- Opening Delimiter -

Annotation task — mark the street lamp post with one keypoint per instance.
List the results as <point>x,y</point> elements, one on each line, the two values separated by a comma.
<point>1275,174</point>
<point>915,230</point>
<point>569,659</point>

- Closing Delimiter -
- Opening Delimiter -

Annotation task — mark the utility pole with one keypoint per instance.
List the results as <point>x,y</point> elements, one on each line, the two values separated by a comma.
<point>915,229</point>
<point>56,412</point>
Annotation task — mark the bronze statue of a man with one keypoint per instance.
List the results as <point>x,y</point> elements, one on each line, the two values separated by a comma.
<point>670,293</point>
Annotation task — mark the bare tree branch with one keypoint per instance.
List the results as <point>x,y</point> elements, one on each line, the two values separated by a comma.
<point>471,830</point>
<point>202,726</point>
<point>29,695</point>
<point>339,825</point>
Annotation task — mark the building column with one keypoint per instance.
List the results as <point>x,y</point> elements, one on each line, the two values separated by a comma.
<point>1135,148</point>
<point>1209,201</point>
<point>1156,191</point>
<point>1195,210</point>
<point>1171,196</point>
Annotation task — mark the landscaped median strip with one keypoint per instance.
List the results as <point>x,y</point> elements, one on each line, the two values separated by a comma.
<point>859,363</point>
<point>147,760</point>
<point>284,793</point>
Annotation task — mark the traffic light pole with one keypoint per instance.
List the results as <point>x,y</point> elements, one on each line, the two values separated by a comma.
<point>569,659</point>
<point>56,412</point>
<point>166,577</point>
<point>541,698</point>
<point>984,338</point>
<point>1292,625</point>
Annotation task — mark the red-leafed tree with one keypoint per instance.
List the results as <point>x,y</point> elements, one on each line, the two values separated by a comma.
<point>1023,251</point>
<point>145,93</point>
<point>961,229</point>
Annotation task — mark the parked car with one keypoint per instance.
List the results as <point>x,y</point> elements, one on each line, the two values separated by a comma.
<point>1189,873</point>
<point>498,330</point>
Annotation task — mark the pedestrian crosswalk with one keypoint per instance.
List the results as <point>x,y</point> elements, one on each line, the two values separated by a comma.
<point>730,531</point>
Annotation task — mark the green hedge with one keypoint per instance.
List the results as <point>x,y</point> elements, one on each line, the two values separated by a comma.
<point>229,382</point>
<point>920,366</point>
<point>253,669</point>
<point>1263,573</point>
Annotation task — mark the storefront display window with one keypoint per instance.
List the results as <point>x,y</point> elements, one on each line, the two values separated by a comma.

- Closing Delimiter -

Using the records above, select and copy every line that has the word "pole".

Response:
Annotation task — mark the utility pole with one keypoint per instance.
Annotation task — mark the traffic light pole with one keypoint per instance.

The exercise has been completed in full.